-------- Extracted information

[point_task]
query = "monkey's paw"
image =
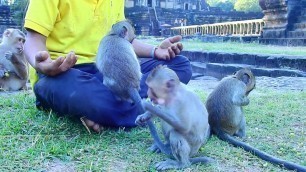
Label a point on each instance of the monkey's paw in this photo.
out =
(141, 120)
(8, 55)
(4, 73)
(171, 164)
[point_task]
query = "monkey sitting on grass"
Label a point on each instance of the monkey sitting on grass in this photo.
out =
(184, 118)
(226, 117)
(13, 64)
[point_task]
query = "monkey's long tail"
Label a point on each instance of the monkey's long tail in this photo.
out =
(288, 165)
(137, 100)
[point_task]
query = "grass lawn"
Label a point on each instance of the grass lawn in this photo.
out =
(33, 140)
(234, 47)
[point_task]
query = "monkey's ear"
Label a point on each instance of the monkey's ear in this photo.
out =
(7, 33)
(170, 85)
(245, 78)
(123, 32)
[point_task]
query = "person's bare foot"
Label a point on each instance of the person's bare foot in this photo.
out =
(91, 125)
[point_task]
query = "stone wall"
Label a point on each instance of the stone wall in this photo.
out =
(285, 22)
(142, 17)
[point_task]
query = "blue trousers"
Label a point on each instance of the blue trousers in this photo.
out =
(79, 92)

----------------
-------- Extracted information

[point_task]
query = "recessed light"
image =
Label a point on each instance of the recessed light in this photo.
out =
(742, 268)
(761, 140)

----------------
-------- Extracted information

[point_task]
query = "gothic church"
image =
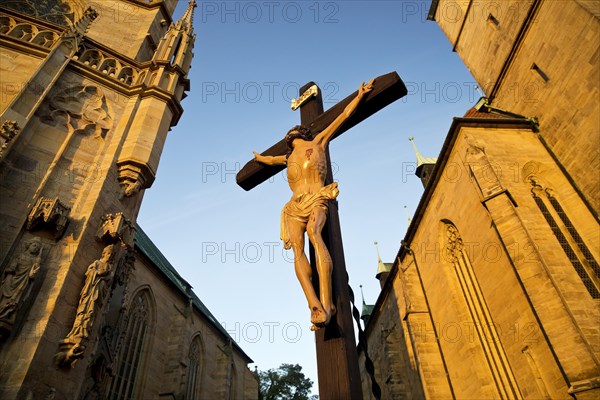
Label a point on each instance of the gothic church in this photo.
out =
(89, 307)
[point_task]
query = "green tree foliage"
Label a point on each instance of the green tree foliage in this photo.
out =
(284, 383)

----------------

# Exercise aim
Which lines of the records above contain the word "recessed"? Copy each of them.

# Result below
query = "recessed light"
Label a point on each instance of the recessed light in this photo.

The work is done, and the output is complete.